-- Excerto da fonte --
O ano de 2022 está a ser considerado um dos melhores anos de sempre na área de Industrial e Logística, qual o balanço e previsões da consultora para este ano?

O ano de 2022 destacou-se claramente no investimento no setor Industrial e Logístico atingindo um recorde histórico. Foram investidos mais de 600 milhões de euros neste sector até setembro compreendendo a transação de 60 ativos. Para tal contribuiu, em particular, a venda de três portefólios, mas também algumas operações avulso incluindo  de forward purchase e sale and leaseback.

No entanto, após o Verão, o ambiente macroeconómico e de investimento mudou substancialmente com a subida abrupta das taxas de juro. De facto, o atual contexto de elevada incerteza e consequente subida de preços está a prolongar algumas negociações e até a suspender outras. Antecipamos assim um abrandamento da atividade de investimento nos próximos meses mas ainda prevemos o fecho de alguns negócios até ao final do ano.

Até setembro, foram canalizados 1.800 milhões de euros para o imobiliário comercial de rendimento. Provavelmente não se vão atingir os 3.000 milhões de euros mas o valor será aproximado.

Em termos gerais que análise faz do mercado imobiliário nos últimos anos?

O mercado de investimento em imobiliário comercial evoluiu de forma expressiva ao longo da última década. Antes da pandemia da Covid-19 o mercado estava num novo patamar na ordem dos 3.000 milhões de euros/ ano, o que contrasta com volumes médios anuais na ordem dos 1.200 milhões de euros antes da Grande Crise Financeira.

Após a Grande Crise Financeira os ativos imobiliários passaram a estar no leque de um número muito mais alargado de investidores, quer por uma estratégia de diversificação de carteiras quer porque, de um modo geral, os ativos imobiliários revelam-se mais resilientes face a outras alternativas de investimento como ações ou obrigações.

-- Dados fornecidos --
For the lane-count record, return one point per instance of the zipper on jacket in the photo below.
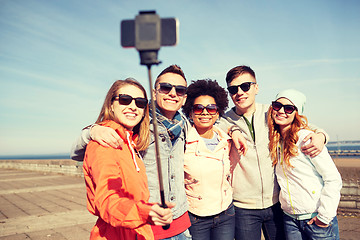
(287, 180)
(194, 196)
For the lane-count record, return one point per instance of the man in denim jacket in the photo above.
(170, 94)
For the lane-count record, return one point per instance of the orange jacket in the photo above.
(117, 190)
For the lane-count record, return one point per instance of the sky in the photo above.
(59, 58)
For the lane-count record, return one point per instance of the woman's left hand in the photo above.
(317, 222)
(239, 142)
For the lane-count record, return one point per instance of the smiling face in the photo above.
(128, 115)
(169, 103)
(244, 101)
(204, 122)
(284, 120)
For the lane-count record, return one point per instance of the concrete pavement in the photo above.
(37, 206)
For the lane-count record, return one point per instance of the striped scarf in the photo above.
(173, 126)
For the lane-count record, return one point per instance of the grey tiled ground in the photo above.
(40, 206)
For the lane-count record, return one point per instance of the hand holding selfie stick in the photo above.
(147, 34)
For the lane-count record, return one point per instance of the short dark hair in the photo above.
(206, 87)
(171, 69)
(237, 71)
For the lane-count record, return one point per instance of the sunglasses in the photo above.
(167, 87)
(287, 108)
(125, 99)
(244, 87)
(198, 109)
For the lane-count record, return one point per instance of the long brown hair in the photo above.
(289, 140)
(142, 128)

-- Tarefa a realizar --
Como prossegue a entrevista sobre o mercado imobiliário? Escreva a continuação a partir da última frase apresentada.

-- Resultado da tarefa --
Paralelamente verificou-se uma maior diversificação no leque de ativos alvo de investimento. O investimento no passado incidia predominantemente sobre ativos de escritórios, retalho e alguma hotelaria e hoje em dia verificam-se diversas transações em logística, como já demonstrado, assim como em residências de estudantes, residências para seniores e hospitais.

Fonte CBRE Research

Durante a pandemia verificou-se uma quebra na atividade de investimento que já está a ser recuperada em 2022.

O que perspetiva para um futuro a médio e longo prazo no mercado imobiliário e em particular neste segmento?

No imobiliário comercial de rendimento, a dinâmica do mercado vai depender muito da velocidade a que  vendedores assimilarem a correção de preços decorrente da subida das taxas de juro e do risco maior devido a uma eventual recessão.

Deste modo prevemos um período inicial de forte desaceleramento da atividade de investimento, associado a um desencontro de expetativas de preço entre compradores e vendedores, seguido de um retomar progressivo da atividade quando esse ajustamento ocorrer. Uma subida das taxas de juro e um maior clima de incerteza reflete-se inevitavelmente num aumento das taxas de rentabilidade. Desde o final do verão, verificámos subidas entre 25 e 50 pontos base (pb) na maioria das classes de ativos. Até ao final do ano é possível que se verifiquem acréscimos adicionais de 25 pb, e estima-se que poderão ocorrer mais na primeira metade de 2023.

No setor industrial e logístico em particular, deveremos observar no próximo ano uma redução do volume de investimento, dada a elevada rotação verificada em 2022. No entanto deverá haver um investimento substancial a nível de promoção de novos edifícios. Existe atualmente uma enorme escassez de produto para arrendamento e há diversos investidores a querer entrar neste setor e uma forte liquidez pronta para investir neste sector em Portugal.